(Natural language region descriptions)

-- Opening Marker --

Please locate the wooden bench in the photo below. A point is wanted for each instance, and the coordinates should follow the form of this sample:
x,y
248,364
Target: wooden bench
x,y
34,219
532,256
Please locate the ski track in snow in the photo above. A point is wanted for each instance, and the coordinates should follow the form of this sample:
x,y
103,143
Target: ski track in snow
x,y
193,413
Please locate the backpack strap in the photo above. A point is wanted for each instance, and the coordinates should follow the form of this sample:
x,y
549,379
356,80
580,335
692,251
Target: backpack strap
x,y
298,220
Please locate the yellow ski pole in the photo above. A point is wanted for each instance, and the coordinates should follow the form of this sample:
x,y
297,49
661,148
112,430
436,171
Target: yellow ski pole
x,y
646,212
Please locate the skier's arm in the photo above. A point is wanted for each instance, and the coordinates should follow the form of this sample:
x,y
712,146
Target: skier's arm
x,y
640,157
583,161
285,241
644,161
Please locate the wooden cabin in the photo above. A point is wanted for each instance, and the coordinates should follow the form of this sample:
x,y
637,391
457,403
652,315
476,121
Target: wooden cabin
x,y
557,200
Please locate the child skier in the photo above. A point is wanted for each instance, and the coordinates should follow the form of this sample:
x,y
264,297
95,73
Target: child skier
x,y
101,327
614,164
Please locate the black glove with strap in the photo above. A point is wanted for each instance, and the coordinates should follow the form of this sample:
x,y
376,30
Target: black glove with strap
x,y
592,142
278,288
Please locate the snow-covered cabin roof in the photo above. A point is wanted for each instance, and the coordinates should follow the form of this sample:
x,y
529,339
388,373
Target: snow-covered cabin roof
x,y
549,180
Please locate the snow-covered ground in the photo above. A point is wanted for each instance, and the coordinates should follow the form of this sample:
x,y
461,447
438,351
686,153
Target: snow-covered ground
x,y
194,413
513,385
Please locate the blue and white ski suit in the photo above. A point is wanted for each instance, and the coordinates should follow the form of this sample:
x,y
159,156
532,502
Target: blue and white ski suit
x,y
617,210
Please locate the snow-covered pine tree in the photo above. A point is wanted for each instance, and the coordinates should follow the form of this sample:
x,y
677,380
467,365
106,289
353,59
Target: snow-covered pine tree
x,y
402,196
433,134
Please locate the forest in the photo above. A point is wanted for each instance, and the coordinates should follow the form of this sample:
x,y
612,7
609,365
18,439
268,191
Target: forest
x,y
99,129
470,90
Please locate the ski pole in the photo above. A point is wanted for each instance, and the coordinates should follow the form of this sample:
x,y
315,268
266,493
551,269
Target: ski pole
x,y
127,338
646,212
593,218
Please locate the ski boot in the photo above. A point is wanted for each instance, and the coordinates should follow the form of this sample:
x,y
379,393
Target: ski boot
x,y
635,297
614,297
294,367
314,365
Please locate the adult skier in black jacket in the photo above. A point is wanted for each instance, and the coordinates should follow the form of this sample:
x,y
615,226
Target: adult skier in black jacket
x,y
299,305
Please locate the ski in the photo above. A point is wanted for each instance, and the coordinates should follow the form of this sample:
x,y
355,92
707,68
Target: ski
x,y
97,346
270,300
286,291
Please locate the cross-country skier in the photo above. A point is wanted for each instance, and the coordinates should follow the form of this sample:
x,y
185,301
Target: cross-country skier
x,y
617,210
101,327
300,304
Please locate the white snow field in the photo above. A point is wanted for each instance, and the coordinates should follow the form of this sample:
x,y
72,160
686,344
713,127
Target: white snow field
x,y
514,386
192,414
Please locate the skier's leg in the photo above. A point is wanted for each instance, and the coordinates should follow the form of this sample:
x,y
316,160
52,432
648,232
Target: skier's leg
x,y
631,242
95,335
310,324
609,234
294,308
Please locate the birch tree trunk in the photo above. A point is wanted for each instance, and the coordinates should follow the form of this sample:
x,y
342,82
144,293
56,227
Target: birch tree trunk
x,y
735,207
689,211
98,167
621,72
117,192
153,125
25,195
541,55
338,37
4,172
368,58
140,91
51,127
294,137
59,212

-- Closing Marker --

[DESCRIPTION OF THE TASK] For this exercise, restate each of the entries without any deviation.

[RESULT OF THE TASK]
Please locate the wooden bench in the photo below. A point is wanted for each instance, and the coordinates should follow the form of this sample:
x,y
248,364
Target: wooden bench
x,y
34,219
532,256
Please locate the ski track in snow in the photo above. A point is wanted for each instance, and the coordinates should follow the form of this sample:
x,y
103,143
Target: ski track in snow
x,y
193,413
Please locate the backpack strap in the photo above. A point is wanted for each instance, and the coordinates should follow the form of this sample:
x,y
549,379
356,80
580,335
692,251
Target: backpack strap
x,y
298,220
Please locate the yellow ski pole in the photo above. A point is wanted for each instance, and the coordinates should follow the form of this sample:
x,y
297,49
661,148
112,430
436,171
Target: yellow ski pole
x,y
646,212
Please locate the skier's arm in the photo above. A point is wanted for each instance, and the coordinates should follow the form of this sample:
x,y
712,146
Target: skier's arm
x,y
640,157
583,161
285,241
644,161
Please locate the wooden cabin in the photo above. A point is wanted for each instance, and the coordinates should follow the form of this sample:
x,y
637,391
457,403
652,315
476,121
Target: wooden cabin
x,y
557,200
Please locate the child skier in the photo above. A point is wanted for each instance, and the coordinates should follow the form of this sample:
x,y
264,297
95,73
Target: child skier
x,y
101,327
614,164
Please locate the black glove with strap in the photo above. A point is wanted for each instance, and the coordinates should follow the form of this sample:
x,y
376,30
Target: black glove with strap
x,y
592,142
278,288
Please locate the snow-covered cabin roof in the photo above. A point is wanted for each instance, and the coordinates should follow the form of this sample:
x,y
529,339
388,373
Target: snow-covered cabin roof
x,y
549,180
Please locate the snow-covered ground in the photo above. A point is wanted for each instance, and the coordinates should follow the form of this sample:
x,y
461,447
438,351
686,153
Target: snow-covered ground
x,y
194,413
513,385
Please locate the blue and white ski suit in the photo above. A point is wanted for each instance, and the coordinates should follow the form of this sample:
x,y
159,156
532,502
Target: blue and white ski suit
x,y
617,210
Please locate the snow-covered pine tree in the photo above. A point is wanted for each instance, and the coordinates should follow the form of this sample:
x,y
677,380
467,365
106,289
353,59
Target: snow-covered pine tree
x,y
402,196
433,134
Please locate the forest in the photo above. A point is wanted for each instance, and the coordinates should follow the form of this sample:
x,y
612,7
609,365
18,439
268,191
Target: forest
x,y
99,129
470,90
Please locate the ski pole in the photo above. A point is wanted for each instance, and the coordinates should follow the form of this sample:
x,y
315,268
266,493
551,269
Target: ski pole
x,y
127,338
646,212
593,218
Please locate the ski boot in the photo above. A point is wanted for each instance, and the coordinates should follow the form of this sample:
x,y
379,393
Target: ski boot
x,y
635,297
614,297
294,367
314,365
Please locate the adult skier in black jacket in the photo above. A point is wanted for each instance, and the coordinates should follow the form of this sample:
x,y
615,226
Target: adult skier in black jacket
x,y
299,305
Please locate the ski in the photo above. A point is wanted for each instance, and the coordinates should follow the form of this sample:
x,y
355,92
707,68
Target: ski
x,y
97,346
270,300
286,291
Please locate the cross-country skier in the photo above. A point is wanted for each instance, and the coordinates should follow the form of this sample:
x,y
185,301
Target: cross-country skier
x,y
617,210
101,327
300,304
Please locate the white snow field in the photo above. A point is wanted for each instance, and the coordinates should follow the form of this sample:
x,y
72,160
686,344
713,127
Target: white snow field
x,y
514,386
192,414
Please locate the skier's leg in the photo above. A point is wanted for each instance, and the coordinates should follow the form of this sample:
x,y
316,160
52,432
648,232
Target: skier's leg
x,y
631,242
95,335
310,324
609,234
294,308
Please locate the birch tree trunk in the photo above. A point is wanted for each instance, and the coordinates should follow the form of this sample:
x,y
342,82
144,293
56,227
Target: birch tree trunk
x,y
735,207
689,211
98,167
621,72
117,192
153,125
25,195
541,55
338,37
4,172
368,58
140,91
51,127
294,137
59,212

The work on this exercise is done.